[Region annotation entries]
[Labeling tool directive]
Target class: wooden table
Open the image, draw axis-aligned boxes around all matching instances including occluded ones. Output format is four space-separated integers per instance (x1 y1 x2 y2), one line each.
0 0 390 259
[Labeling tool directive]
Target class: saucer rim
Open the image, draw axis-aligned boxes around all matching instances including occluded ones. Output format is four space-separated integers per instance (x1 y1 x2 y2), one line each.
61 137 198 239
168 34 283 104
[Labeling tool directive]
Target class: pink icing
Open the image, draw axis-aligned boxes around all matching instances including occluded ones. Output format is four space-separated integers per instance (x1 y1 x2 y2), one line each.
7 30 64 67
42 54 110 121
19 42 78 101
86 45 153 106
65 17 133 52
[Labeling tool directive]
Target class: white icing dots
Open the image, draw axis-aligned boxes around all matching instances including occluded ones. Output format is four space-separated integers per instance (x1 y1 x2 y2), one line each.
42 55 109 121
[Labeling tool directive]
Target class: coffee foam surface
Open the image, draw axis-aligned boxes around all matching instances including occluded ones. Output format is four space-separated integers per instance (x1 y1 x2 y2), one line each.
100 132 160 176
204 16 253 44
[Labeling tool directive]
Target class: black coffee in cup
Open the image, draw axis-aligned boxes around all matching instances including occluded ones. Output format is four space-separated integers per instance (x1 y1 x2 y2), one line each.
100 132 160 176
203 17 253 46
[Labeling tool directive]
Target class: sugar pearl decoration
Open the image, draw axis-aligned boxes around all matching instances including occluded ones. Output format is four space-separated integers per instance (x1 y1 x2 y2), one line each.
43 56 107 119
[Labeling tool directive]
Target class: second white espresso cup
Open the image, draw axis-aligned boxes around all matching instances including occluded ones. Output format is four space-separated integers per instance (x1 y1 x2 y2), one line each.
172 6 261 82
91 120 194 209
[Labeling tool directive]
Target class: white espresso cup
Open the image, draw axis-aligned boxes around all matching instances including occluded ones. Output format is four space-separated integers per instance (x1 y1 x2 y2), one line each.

Problem to solve - Rewrite all of the lines above as a numbered list, leaving out any blank lines.

Response to the task -
1. [Labeling tool directive]
2. Target class: wooden table
3. Open the image, draw axis-aligned boxes around all matching instances including occluded ones. Output format is four space-separated integers per instance (x1 y1 x2 y2), one line each.
4. 0 0 390 259
5. [Labeling tool directive]
6. Target class: saucer rim
7. Open the image, draw axis-aligned boxes around all matching instances including occluded ones. Output format is four space-separated integers per instance (x1 y1 x2 y2), one line each.
8. 61 137 198 239
9. 168 34 283 104
10. [Labeling tool directive]
11. Target class: pink icing
12. Open the image, draw axis-aligned boxes around all matching instances including occluded ones. Output format is four space-separated integers per instance (x1 y1 x2 y2), one line each.
13. 7 30 64 67
14. 42 54 110 121
15. 19 42 78 101
16. 86 45 153 106
17. 65 17 133 52
18. [Labeling tool directive]
19. Target class: white icing dots
20. Open the image, draw axis-aligned boxes around all matching instances including occluded ones. Output format is four space-separated integers per instance (x1 y1 x2 y2), one line each.
21. 42 55 109 121
22. [Labeling tool directive]
23. Target class: coffee foam surface
24. Open the image, draw axis-aligned boxes around all matching instances including occluded ones. Output format is four space-separated integers per instance (x1 y1 x2 y2), one line each.
25. 100 132 160 176
26. 204 16 253 44
27. [Labeling tool directive]
28. Target class: black coffee in cup
29. Open the image, draw axis-aligned boxes around all matching instances including occluded ones. Output format is four space-separated integers per instance (x1 y1 x2 y2), one line each.
30. 100 132 160 176
31. 203 17 253 46
32. [Labeling tool directive]
33. Target class: sugar pearl decoration
34. Open the image, draw axis-aligned boxes around all matching instances including occluded ones. Output format is four space-separated integers per instance (x1 y1 x2 y2), one line each.
35. 43 56 107 119
36. [Labeling tool directive]
37. Target class: second white espresso cup
38. Open the image, draw axis-aligned boxes around all matching instances including occluded ones. Output format is four space-separated integers per instance (x1 y1 x2 y2), one line each.
39. 172 6 261 82
40. 91 120 194 209
41. [Labeling tool directive]
42. Target class: white espresso cup
43. Open the image, draw axis-aligned boxes around all matching instances including occluded ones. Output format is four space-separated integers per instance (x1 y1 x2 y2), one line each.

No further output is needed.